ENTRIES PROVIDED:
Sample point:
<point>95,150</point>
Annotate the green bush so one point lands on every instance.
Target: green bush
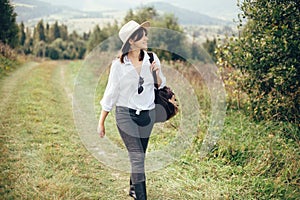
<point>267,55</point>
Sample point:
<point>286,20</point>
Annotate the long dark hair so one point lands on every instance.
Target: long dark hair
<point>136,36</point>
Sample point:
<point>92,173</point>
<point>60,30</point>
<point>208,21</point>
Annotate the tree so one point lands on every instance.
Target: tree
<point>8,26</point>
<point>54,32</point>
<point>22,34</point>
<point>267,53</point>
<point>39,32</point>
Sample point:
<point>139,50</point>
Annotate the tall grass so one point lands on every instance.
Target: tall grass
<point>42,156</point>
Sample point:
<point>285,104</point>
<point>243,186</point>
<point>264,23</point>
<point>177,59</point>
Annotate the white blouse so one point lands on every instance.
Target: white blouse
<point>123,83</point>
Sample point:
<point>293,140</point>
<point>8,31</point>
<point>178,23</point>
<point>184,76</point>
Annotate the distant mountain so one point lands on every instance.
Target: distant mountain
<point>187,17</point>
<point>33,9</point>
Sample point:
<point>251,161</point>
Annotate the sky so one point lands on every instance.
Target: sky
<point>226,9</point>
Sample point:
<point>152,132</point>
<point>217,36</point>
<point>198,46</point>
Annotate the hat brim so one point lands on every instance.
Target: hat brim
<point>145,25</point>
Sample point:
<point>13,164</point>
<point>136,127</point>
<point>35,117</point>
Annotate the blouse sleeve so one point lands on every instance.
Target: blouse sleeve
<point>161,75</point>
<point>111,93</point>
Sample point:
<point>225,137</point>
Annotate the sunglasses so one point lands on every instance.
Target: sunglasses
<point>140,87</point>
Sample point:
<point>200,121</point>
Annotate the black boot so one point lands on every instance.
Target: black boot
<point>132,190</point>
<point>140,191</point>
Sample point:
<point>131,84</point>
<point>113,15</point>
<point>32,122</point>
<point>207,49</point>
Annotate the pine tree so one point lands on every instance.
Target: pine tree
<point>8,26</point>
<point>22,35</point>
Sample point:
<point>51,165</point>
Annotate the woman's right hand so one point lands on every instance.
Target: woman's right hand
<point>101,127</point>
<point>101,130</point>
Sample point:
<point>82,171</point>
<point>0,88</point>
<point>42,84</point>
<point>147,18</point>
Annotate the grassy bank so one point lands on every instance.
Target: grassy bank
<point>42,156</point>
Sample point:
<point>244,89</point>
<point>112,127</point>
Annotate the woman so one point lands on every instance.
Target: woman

PROBLEM STATEMENT:
Recast all of the records above as a JSON list of strings, one string per line, skipping any blank lines. Leave the pictures out of your answer.

REPLY TO THE TASK:
[
  "Sample point:",
  "<point>95,150</point>",
  "Annotate the green bush so one point lands on every instance.",
  "Target: green bush",
  "<point>267,55</point>",
  "Sample point:",
  "<point>286,20</point>",
  "Annotate the long dark hair so one point lands on every instance.",
  "Target: long dark hair",
  "<point>136,36</point>",
  "Sample point:",
  "<point>92,173</point>",
  "<point>60,30</point>",
  "<point>208,21</point>",
  "Annotate the tree so one point lands on every instance.",
  "Target: tree",
  "<point>8,26</point>",
  "<point>54,32</point>",
  "<point>22,34</point>",
  "<point>267,53</point>",
  "<point>39,32</point>",
  "Sample point:",
  "<point>139,50</point>",
  "Annotate the tall grass so one point lands on every instance.",
  "Target: tall grass",
  "<point>42,156</point>",
  "Sample point:",
  "<point>285,104</point>",
  "<point>243,186</point>",
  "<point>264,23</point>",
  "<point>177,59</point>",
  "Annotate the white blouse so one point lands on every instance.",
  "Target: white blouse",
  "<point>123,83</point>",
  "Sample point:",
  "<point>293,140</point>",
  "<point>8,31</point>",
  "<point>178,23</point>",
  "<point>184,76</point>",
  "Annotate the distant mountain so one point lands on every instance.",
  "Target: distant mountain",
  "<point>187,17</point>",
  "<point>33,9</point>",
  "Sample point:",
  "<point>251,161</point>",
  "Annotate the sky so one point lands on every instance.",
  "Target: sky",
  "<point>226,9</point>",
  "Sample point:",
  "<point>152,132</point>",
  "<point>217,36</point>",
  "<point>198,46</point>",
  "Annotate the hat brim so one point lands on every instance.",
  "Target: hat brim",
  "<point>145,25</point>",
  "Sample point:",
  "<point>13,164</point>",
  "<point>136,127</point>",
  "<point>35,117</point>",
  "Annotate the blouse sleeve so one point lands on every instance.",
  "Target: blouse sleeve",
  "<point>161,75</point>",
  "<point>111,93</point>",
  "Sample point:",
  "<point>225,137</point>",
  "Annotate the sunglasses so one point lands on every instance.",
  "Target: sunglasses",
  "<point>140,87</point>",
  "Sample point:",
  "<point>200,121</point>",
  "Annotate the black boot so one point lands on every instance.",
  "Target: black boot",
  "<point>132,190</point>",
  "<point>140,191</point>",
  "Sample point:",
  "<point>131,84</point>",
  "<point>113,15</point>",
  "<point>32,122</point>",
  "<point>207,49</point>",
  "Annotate the pine tree so one point lands on every instance.",
  "Target: pine tree",
  "<point>8,26</point>",
  "<point>22,35</point>",
  "Sample point:",
  "<point>51,165</point>",
  "Annotate the woman's right hand so one point lands on every instance.",
  "Target: woman's right hand",
  "<point>101,127</point>",
  "<point>101,130</point>",
  "Sample point:",
  "<point>82,171</point>",
  "<point>0,88</point>",
  "<point>42,84</point>",
  "<point>147,18</point>",
  "Annotate the grassy bank so one point lands on every instance.",
  "Target: grassy bank",
  "<point>42,156</point>",
  "Sample point:",
  "<point>244,89</point>",
  "<point>112,127</point>",
  "Annotate the woman so one point lands on every instance.",
  "Target: woman"
]